EXERCISE TEXT:
**********

Senators approved a bill to slow National Flood Insurance Program premium increases that are needed to achieve the program’s full actuarial rates. The measure would also require the Federal Emergency Management Agency to certify its flood mapping approach before raising insurance rates in the future.

Sen. Roy Blunt voted YES

Sen. Claire McCaskill voted Not Voting

Recent House Votes

Ukraine Resolution – Passage – Vote Passed (402-7, 1 Present, 20 Not Voting)

The House overwhelmingly passed a resolution Tuesday condemning the violation of Ukrainian sovereignty, independence, and territorial integrity by military forces of the Russian Federation for their actions in Crimea.

Rep. William Lacy Clay voted YES

Federal Water Rights – Passage – Vote Passed (238-174, 19 Not Voting)

On Thursday, House members passed a bill that would prohibit Secretaries of the Interior and Agriculture from making any transfer, relinquishment, or other impairment of any water right a condition of the issuance of any permit, lease, or other use agreement concerning federal lands. The law would apply to lands covered by interstate water rights compacts as well.

Rep. William Lacy Clay voted NO

Medicare Doc Fix – Passage – Vote Passed (238-181, 12 Not Voting)

**********

DATA FOR ANALYSIS:
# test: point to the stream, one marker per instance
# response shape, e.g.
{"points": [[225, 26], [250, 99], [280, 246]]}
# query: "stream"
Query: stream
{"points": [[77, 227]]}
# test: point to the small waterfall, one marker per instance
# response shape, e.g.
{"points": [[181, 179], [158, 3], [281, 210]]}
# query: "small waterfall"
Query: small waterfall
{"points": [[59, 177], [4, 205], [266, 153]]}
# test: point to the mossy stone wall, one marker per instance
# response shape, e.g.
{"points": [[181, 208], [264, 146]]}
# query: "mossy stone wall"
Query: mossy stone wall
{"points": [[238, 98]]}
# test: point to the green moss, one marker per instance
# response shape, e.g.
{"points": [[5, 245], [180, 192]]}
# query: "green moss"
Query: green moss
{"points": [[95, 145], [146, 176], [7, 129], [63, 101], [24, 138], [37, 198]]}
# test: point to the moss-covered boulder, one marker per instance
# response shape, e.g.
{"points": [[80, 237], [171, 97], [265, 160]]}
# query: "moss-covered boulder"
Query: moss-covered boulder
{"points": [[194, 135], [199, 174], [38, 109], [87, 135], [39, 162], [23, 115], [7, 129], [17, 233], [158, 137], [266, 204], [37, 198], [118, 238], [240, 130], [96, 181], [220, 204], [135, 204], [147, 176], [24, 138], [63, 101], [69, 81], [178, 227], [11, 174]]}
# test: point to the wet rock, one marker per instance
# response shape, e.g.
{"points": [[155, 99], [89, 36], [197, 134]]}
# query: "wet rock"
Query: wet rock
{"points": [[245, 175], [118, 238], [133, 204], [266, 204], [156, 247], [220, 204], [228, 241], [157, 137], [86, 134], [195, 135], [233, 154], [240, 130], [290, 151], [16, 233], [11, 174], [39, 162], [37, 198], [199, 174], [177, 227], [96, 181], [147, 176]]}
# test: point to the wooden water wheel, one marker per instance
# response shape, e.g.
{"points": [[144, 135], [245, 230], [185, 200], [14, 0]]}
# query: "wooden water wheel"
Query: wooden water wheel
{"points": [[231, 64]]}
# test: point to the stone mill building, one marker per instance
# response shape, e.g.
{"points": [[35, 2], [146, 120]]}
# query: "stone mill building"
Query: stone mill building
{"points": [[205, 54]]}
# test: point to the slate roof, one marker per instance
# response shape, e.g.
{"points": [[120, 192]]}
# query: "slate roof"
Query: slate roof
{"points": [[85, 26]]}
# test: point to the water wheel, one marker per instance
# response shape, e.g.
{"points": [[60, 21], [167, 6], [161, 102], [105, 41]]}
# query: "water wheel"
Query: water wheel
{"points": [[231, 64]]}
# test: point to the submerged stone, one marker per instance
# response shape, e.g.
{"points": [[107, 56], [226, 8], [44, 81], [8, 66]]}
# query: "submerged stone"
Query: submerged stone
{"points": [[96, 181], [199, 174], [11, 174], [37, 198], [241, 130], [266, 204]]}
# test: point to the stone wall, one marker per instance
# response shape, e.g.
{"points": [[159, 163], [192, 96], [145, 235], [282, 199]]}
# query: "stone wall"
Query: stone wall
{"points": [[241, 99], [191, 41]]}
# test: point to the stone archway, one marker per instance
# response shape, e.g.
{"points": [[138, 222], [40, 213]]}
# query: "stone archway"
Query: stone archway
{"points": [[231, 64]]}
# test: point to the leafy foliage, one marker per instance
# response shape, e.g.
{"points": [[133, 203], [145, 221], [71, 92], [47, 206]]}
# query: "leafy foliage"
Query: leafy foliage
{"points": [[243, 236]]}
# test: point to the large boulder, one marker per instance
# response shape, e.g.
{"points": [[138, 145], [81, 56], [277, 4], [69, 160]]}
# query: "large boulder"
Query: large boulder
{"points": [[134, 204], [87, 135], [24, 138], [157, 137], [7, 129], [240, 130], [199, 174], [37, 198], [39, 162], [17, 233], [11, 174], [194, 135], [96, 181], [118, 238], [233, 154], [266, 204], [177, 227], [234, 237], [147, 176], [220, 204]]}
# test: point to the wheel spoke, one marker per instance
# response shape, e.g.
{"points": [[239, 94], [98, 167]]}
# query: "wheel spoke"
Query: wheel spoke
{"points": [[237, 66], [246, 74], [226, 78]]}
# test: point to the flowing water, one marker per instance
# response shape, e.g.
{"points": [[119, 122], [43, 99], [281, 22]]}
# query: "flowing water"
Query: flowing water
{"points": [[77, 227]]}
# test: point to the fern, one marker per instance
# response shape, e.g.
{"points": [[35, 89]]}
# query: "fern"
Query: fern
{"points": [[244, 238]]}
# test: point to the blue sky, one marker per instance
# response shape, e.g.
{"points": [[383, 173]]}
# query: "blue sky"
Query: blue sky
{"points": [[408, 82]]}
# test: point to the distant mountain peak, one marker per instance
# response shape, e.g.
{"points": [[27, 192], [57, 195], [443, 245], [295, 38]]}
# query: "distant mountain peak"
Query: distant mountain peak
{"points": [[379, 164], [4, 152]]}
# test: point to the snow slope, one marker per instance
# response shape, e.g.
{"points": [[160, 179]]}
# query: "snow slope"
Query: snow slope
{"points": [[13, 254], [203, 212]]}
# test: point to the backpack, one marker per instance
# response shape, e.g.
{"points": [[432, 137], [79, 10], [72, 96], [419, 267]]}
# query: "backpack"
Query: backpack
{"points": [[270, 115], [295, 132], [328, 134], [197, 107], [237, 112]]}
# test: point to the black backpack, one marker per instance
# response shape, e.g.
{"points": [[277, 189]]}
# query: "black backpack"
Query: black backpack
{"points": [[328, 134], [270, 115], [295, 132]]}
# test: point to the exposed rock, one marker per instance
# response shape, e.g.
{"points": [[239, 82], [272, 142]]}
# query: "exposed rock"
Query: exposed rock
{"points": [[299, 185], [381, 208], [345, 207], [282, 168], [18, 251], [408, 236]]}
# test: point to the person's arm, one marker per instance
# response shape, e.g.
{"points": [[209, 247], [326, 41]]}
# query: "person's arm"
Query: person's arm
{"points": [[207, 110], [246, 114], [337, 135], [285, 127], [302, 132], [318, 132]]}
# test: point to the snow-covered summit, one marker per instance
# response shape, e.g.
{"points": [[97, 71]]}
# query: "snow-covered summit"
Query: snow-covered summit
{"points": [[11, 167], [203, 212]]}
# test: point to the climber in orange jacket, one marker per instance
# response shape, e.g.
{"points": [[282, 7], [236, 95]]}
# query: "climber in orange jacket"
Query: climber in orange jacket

**********

PROBLEMS TO SOLVE:
**A.** In the vote summary, what was the recorded tally on passage of the Ukraine resolution?
**B.** Echo the vote summary from "On Thursday, House" up to and including "12 Not Voting)".

ANSWER SET:
**A.** 402-7, with 1 Present and 20 Not Voting.

**B.**
On Thursday, House members passed a bill that would prohibit Secretaries of the Interior and Agriculture from making any transfer, relinquishment, or other impairment of any water right a condition of the issuance of any permit, lease, or other use agreement concerning federal lands. The law would apply to lands covered by interstate water rights compacts as well.

Rep. William Lacy Clay voted NO

Medicare Doc Fix – Passage – Vote Passed (238-181, 12 Not Voting)